Da svolgere:
(A) Riscriva in forma di elenco puntato il paragrafo dell'estratto sulle popolazioni evolutive che inizia con "Una popolazione evolutiva consiste", conservandone i fatti principali.
(B) Risponda brevemente, in base all'estratto sulle popolazioni evolutive, alle seguenti domande:
(i) Quali sostanze si possono abbandonare grazie ai grani antichi accuratamente selezionati?
(ii) Quale cooperativa agricola ha organizzato la formazione?
(iii) Di quali specie sono i tre Miscugli di Aleppo?

Salvatore Ceccarelli e Stefania Grando sono stati tra i primi in Italia a studiare e sperimentare cereali resilienti. Le cosiddette popolazioni evolutive che si adattano ai cambiamenti sussumendo cultivar, genetica, territori, latitudini ed esperienze. Grani antichi che accuratamente selezionati possono dare una formidabile risposta sia a nuove esigenze alimentari salutistiche che a pratiche agronomiche sostenibili abbandonando l’uso di sostanze di sintesi.
Abbiamo incontrato Salvatore e Stefania ieri in occasione della formazione organizzata dalla cooperativa agricola El Tamiso presso le aziende agricole Carraro Francesco di Bojon (Ve) e Giovanna Furlan Pegolotte (VE). Una splendida giornata di contaminazione e di agroecologia.
Popolazioni Evolutive: un'esplosione di biodiversità
Una popolazione evolutiva consiste nel miscuglio di varietà diverse della stessa specie ottenute incrociando varietà di partenza con caratteristiche specifiche, coltivate tutte insieme in un unico terreno. La coltivazione di popolazioni evolutive rappresenta un metodo efficace per contrastare insetti e malattie, e al contempo per combattere il cambiamento climatico, a causa della loro capacità di adattarsi e di evolversi nel tempo.
Coltivare questi miscugli è come avere in campo un immenso catalogo con una svariata opportunità di adattamento grazie a cui la popolazione si evolve in modo naturale. Abbiamo diverse testimonianze di come in aziende agricole diverse lo stesso seme di partenza riprodotto per qualche anno aveva assunto sembianze completamente diverse.
L’evoluzione è il punto chiave!
Per approfondire: La storia del Miscuglio di Aleppo
Tante popolazioni con un'unica origine ma che si sono differenziate adattandosi a tanti ambienti diversi
Quando si parla di Miscuglio di Aleppo bisogna ricordare che in realtà ci sono tre Miscugli di Aleppo, uno di orzo, uno di frumento duro e uno di frumento tenero. Debbono il loro nome al fatto di essere stati costituiti nel 2008 e nel 2009 quando Salvatore Ceccarelli e Stefania Grando lavoravano come miglioratori genetici dell’orzo presso l’ICARDA (acronimo per International Center for Agricultural Research in the Dry Areas) con sede ad Aleppo in Siria.

Dati estratti:
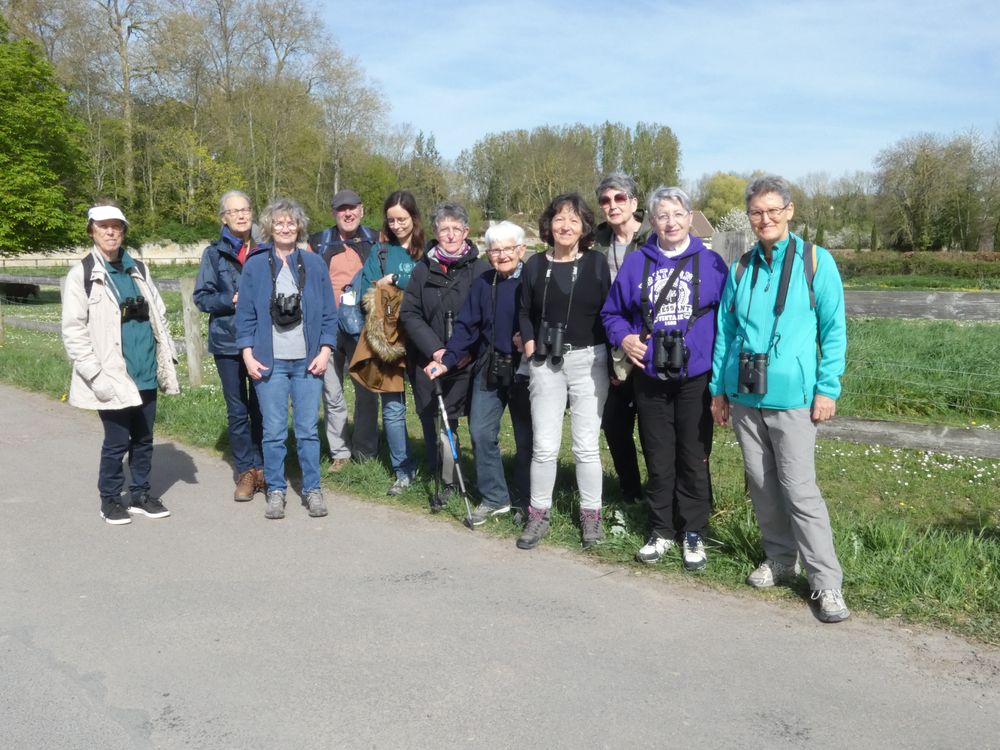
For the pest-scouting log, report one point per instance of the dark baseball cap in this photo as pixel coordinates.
(345, 198)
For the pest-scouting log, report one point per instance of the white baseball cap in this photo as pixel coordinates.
(104, 213)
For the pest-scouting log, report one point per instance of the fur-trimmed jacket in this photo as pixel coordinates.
(92, 335)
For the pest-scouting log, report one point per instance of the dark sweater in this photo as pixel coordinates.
(584, 319)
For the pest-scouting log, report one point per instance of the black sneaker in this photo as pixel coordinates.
(145, 504)
(113, 512)
(440, 499)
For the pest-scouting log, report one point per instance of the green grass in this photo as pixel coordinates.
(918, 533)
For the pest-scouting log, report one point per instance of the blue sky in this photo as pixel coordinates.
(791, 88)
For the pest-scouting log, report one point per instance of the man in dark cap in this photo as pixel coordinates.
(345, 247)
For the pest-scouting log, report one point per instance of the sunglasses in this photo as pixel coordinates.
(620, 199)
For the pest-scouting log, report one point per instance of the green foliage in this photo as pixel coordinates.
(40, 157)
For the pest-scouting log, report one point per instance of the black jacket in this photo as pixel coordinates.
(435, 291)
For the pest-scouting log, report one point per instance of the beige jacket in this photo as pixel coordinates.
(92, 335)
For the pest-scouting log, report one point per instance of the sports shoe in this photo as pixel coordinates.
(246, 486)
(337, 465)
(654, 549)
(440, 499)
(398, 486)
(694, 551)
(314, 501)
(770, 573)
(145, 504)
(831, 605)
(275, 505)
(484, 512)
(113, 512)
(591, 531)
(536, 528)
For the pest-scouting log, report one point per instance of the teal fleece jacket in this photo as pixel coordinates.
(797, 370)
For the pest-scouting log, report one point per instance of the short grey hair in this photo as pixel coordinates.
(232, 194)
(283, 207)
(449, 210)
(664, 193)
(617, 181)
(769, 183)
(504, 230)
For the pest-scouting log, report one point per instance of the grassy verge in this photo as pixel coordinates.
(918, 533)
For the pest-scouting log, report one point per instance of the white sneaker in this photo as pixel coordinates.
(654, 549)
(831, 605)
(770, 573)
(694, 551)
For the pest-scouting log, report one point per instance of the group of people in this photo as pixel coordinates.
(633, 319)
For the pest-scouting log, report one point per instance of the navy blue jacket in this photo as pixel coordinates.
(253, 309)
(476, 321)
(218, 281)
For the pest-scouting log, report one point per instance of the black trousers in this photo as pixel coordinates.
(618, 423)
(675, 428)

Risposte in ordine:
(A)
- Una popolazione evolutiva è un miscuglio di varietà diverse della stessa specie.
- Le varietà si ottengono incrociando varietà di partenza con caratteristiche specifiche.
- Tutte le varietà sono coltivate insieme in un unico terreno.
- Questa coltivazione contrasta efficacemente insetti e malattie e aiuta a combattere il cambiamento climatico.
- L'efficacia deriva dalla capacità delle popolazioni di adattarsi e di evolversi nel tempo.

(B)
(i) Le sostanze di sintesi.
(ii) La cooperativa agricola El Tamiso.
(iii) Orzo, frumento duro e frumento tenero.